Page excerpt:
%%
Nova Scotia's newest and only representative in federal cabinet says the role created for her to advocate on behalf of rural Canada was borne out of necessity, not political calculus.
But Bernadette Jordan did have something of a partisan shot across the bow for rivals Monday after being named the first minister of rural economic development.
"I think it's important to note that we are committed to holding all 32 seats in Atlantic Canada," she told reporters outside Rideau Hall, when asked if the job might be a response to rumblings that some Liberal seats are in jeopardy in the region.
She said she's "extremely proud" to hold a cabinet role to work toward the goal of winning all the Atlantic seats again in 2019.
Watch: Trudeau shakes up his cabinet after Scott Brison's resignation
Jordan, who won the traditionally Conservative riding of South Shore-St. Margarets in 2015, will fill the vacancy representing Nova Scotia in cabinet after the resignation of veteran MP Scott Brison.
It was a foregone conclusion that Prime Minister Justin Trudeau would name a N.S. MP to his inner circle this week, lest the province have no representation around the cabinet table with a federal election in October.
While early speculation suggested Jordan or Central Nova MP Sean Fraser could be moved to veterans affairs, Trudeau instead shuffled Jody Wilson-Raybould to that ministry, tapped Seamus O'Regan for Indigenous services, and elevated Montreal MP David Lametti to justice minister and attorney general.
Jane Philpott, meanwhile, will replace Brison as Treasury Board president.
%%
Set tasks:
(A) In the cabinet article, which riding did Bernadette Jordan win in 2015?
(B) Write out the stretch of the entries from their first line through the line containing "[[[288,44],[314,44],[326,19],[326,12],[316,0],[293,0],[287,23]]]", copying every character precisely.
The cabinet article and the entries are separate, unrelated material.

Records supplied:
%%
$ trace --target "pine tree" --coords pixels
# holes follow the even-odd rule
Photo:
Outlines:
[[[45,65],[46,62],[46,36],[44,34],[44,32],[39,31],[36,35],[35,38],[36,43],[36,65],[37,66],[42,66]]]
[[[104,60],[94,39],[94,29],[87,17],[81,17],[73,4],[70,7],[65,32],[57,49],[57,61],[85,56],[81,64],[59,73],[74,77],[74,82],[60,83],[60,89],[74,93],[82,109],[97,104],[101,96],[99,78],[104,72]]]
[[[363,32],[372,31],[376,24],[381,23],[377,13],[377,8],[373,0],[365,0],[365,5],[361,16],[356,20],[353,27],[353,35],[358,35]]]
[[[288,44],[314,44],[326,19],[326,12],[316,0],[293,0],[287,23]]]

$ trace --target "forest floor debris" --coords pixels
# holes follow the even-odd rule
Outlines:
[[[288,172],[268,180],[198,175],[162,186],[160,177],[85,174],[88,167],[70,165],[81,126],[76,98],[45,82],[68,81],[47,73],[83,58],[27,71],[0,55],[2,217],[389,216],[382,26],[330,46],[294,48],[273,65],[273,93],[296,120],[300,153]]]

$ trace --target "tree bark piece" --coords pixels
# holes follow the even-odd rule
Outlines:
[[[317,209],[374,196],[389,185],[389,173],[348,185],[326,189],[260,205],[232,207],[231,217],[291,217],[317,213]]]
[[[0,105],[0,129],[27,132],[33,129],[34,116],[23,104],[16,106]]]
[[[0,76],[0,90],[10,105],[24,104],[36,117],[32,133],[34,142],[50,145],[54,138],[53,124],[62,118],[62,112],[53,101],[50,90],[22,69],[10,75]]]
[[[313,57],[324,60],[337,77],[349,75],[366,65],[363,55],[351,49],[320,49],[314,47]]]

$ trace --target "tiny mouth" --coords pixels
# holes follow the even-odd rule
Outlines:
%%
Task-by-task answers:
(A) South Shore-St. Margarets.

(B)
$ trace --target "pine tree" --coords pixels
# holes follow the even-odd rule
Photo:
Outlines:
[[[45,65],[46,62],[46,36],[44,34],[44,32],[39,31],[36,35],[35,38],[36,43],[36,65],[37,66],[42,66]]]
[[[104,60],[94,39],[94,29],[87,17],[81,17],[73,4],[70,7],[65,32],[57,49],[57,61],[85,56],[81,64],[59,73],[74,77],[74,82],[60,83],[60,89],[74,93],[82,109],[97,104],[101,96],[99,78],[104,72]]]
[[[363,32],[372,31],[376,24],[381,23],[377,13],[377,8],[373,0],[365,0],[365,5],[361,16],[356,20],[353,27],[353,35],[358,35]]]
[[[288,44],[314,44],[326,19],[326,12],[316,0],[293,0],[287,23]]]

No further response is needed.